■ Stated problem ■
Repeat the whole listing exactly.

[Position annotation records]
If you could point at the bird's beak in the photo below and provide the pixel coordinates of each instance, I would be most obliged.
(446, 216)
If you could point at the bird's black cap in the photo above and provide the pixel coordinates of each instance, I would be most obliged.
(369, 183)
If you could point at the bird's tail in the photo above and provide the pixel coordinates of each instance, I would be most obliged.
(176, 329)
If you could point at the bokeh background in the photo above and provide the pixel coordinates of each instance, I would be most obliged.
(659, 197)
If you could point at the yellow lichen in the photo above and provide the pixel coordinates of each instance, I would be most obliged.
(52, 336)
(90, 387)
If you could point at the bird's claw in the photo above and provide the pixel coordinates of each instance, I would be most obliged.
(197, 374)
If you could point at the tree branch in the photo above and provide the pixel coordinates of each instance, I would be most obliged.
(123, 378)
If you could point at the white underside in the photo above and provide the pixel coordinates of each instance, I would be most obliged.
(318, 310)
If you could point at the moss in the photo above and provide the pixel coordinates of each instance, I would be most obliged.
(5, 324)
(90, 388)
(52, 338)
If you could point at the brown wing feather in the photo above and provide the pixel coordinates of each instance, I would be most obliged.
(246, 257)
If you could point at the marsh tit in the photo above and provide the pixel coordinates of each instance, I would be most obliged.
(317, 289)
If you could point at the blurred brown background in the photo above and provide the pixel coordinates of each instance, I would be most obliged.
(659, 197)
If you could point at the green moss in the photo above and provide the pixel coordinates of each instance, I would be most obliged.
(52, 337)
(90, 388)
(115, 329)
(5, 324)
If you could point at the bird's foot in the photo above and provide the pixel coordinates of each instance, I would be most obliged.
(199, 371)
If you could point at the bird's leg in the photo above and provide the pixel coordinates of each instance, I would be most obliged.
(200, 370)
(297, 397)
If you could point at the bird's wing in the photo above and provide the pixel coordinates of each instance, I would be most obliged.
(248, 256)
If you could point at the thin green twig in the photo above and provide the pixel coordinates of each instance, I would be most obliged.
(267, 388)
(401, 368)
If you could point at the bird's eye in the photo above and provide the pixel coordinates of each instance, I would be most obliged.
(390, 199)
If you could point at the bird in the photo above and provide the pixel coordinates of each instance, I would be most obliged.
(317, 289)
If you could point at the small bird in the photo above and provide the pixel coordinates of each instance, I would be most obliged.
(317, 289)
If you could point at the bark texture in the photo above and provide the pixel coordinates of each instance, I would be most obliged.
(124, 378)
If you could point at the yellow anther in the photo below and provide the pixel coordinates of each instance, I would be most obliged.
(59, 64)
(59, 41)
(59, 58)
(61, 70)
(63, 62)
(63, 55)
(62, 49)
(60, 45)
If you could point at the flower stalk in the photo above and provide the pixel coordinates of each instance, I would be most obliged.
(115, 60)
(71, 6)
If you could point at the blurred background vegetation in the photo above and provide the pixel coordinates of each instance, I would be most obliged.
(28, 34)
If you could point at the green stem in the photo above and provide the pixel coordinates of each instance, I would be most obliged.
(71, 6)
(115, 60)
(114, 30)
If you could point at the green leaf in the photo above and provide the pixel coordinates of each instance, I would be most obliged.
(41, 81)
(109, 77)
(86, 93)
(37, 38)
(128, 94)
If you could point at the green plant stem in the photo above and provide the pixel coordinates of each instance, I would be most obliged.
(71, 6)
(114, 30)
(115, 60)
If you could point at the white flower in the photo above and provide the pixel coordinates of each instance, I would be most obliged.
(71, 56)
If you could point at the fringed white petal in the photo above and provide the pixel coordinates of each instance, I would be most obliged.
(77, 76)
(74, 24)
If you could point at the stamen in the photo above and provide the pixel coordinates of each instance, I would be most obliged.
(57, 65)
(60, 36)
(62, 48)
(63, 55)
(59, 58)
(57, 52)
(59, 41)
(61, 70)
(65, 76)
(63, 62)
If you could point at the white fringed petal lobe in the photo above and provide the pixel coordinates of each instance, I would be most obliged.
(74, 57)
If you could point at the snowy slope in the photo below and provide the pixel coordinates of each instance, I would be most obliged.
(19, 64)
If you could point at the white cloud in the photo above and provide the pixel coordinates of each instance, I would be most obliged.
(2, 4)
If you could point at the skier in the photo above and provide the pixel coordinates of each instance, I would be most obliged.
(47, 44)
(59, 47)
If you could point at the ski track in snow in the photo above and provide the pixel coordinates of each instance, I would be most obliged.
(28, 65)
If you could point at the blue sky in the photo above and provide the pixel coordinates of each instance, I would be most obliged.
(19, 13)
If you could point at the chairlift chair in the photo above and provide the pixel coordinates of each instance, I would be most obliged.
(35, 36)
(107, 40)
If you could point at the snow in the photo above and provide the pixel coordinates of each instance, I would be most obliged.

■ Written answer ■
If you could point at the bird's beak in the photo below and provide the pixel coordinates of each instance, I would be most obliged.
(446, 216)
If you could point at the bird's black cap in the photo above and provide the pixel coordinates of each instance, I would be most obliged.
(369, 183)
If you could point at the bird's tail in the photo above and provide the pixel coordinates of each instance, I would be most obliged.
(176, 329)
If you could point at the bokeh background in the photo above and provide the pixel coordinates of each instance, I would be most obliged.
(659, 197)
If you could point at the yellow lichen in the photo above and provide the pixel coordinates of each instance, I would be most obliged.
(52, 336)
(90, 387)
If you could point at the bird's claw in the photo above and provide the pixel coordinates of each instance, I would be most obliged.
(197, 374)
If you could point at the tree branch in the photo above and provide the pixel coordinates of each instance, I would be most obliged.
(123, 378)
If you could point at the white underside in the photo above and provide the pixel coordinates of each instance, I would be most obliged.
(318, 310)
If you could point at the moss in the photo above and provide the pixel coordinates of each instance, I would be most obliged.
(5, 324)
(90, 388)
(52, 338)
If you could point at the brown wing feather in the photo above and provide the pixel coordinates of each instance, I would be most obliged.
(246, 257)
If you could point at the marsh tit in the photo above and provide the pixel coordinates of each instance, I would be most obliged.
(317, 289)
If you could point at the blurred brown background in the photo above and provide the pixel coordinates of each instance, I would be most obliged.
(659, 197)
If you could point at the green moss in the photo above and provide the pixel coordinates of each instance, I would be most obliged.
(52, 337)
(90, 388)
(115, 329)
(5, 324)
If you could point at the bird's foot in the photo above and provide the pixel coordinates of each instance, I would be most obliged.
(199, 371)
If you could point at the bird's leg in the photo above and provide the pixel coordinates of each instance, I would be most obliged.
(200, 370)
(297, 397)
If you could point at the bird's wing in the photo above and provide the pixel coordinates of each instance, I would be most obliged.
(248, 256)
If you could point at the thin green twig in the photo above and provide the pixel coordinates of each instance, I would be most obliged.
(267, 388)
(401, 368)
If you could point at the bird's eye in the photo above and provide the pixel coordinates of each instance, I would be most obliged.
(390, 199)
If you could point at the bird in the photo above and provide the pixel coordinates of each instance, I would be most obliged.
(317, 289)
If you could point at the small bird in the photo above and provide the pixel coordinates of each instance, I would be most obliged.
(317, 289)
If you could point at the bark texture in the photo above and provide the pixel coordinates of each instance, I would be most obliged.
(124, 378)
If you could point at the yellow anther in the photo below and provide the pixel coordinates of each instance, I would be most obliged.
(59, 64)
(59, 41)
(59, 58)
(61, 70)
(63, 62)
(63, 55)
(62, 49)
(60, 45)
If you could point at the flower stalk in the photo above and provide the pixel coordinates of each instance, I would be most obliged.
(115, 60)
(71, 6)
If you could point at the blurred background vegetation in the photo above and provide the pixel coordinates of each instance, I would be most obliged.
(28, 34)
If you could point at the green stem in the photo above and provide the pixel coordinates of each instance, I would be most obliged.
(71, 6)
(115, 60)
(114, 30)
If you could point at the green leaf in the photo above and provide the pixel coordinates of each instance, I would be most obliged.
(41, 81)
(109, 77)
(86, 93)
(37, 38)
(128, 94)
If you could point at the green plant stem in the photo above and provide the pixel coordinates of each instance, I would be most obliged.
(71, 6)
(114, 30)
(115, 60)
If you could point at the white flower in the photo above and provide the pixel coordinates of each instance, I would be most obliged.
(71, 56)
If you could point at the fringed white petal in the photo above and provide the pixel coordinates of each instance, I would be most obliged.
(77, 76)
(74, 24)
If you could point at the stamen in the photo above and provide the pixel coordinates of each instance, I would be most obliged.
(57, 65)
(60, 36)
(62, 48)
(63, 55)
(59, 58)
(57, 52)
(59, 41)
(61, 70)
(65, 76)
(63, 62)
If you could point at the white fringed petal lobe in the photo above and provide the pixel coordinates of each instance, I would be most obliged.
(74, 57)
If you could point at the snowy slope in the photo below and provide the pixel coordinates of each instance, I would be most obliged.
(19, 64)
If you could point at the white cloud in the photo above and provide the pixel coordinates of each instance, I would be most obliged.
(2, 4)
If you could point at the skier in the photo above and provide the pixel coordinates of each instance, I would be most obliged.
(47, 44)
(59, 47)
If you could point at the ski track in snow in the photo above and provide the pixel coordinates of each instance, I would be most obliged.
(28, 65)
If you could point at the blue sky in the photo above and provide the pixel coordinates of each instance, I would be most obliged.
(19, 13)
If you could point at the chairlift chair in the photo above and provide the pixel coordinates of each instance, I would be most obliged.
(35, 36)
(107, 40)
If you could point at the snow in the photo above and provide the pixel coordinates of each instance, I would be most obliged.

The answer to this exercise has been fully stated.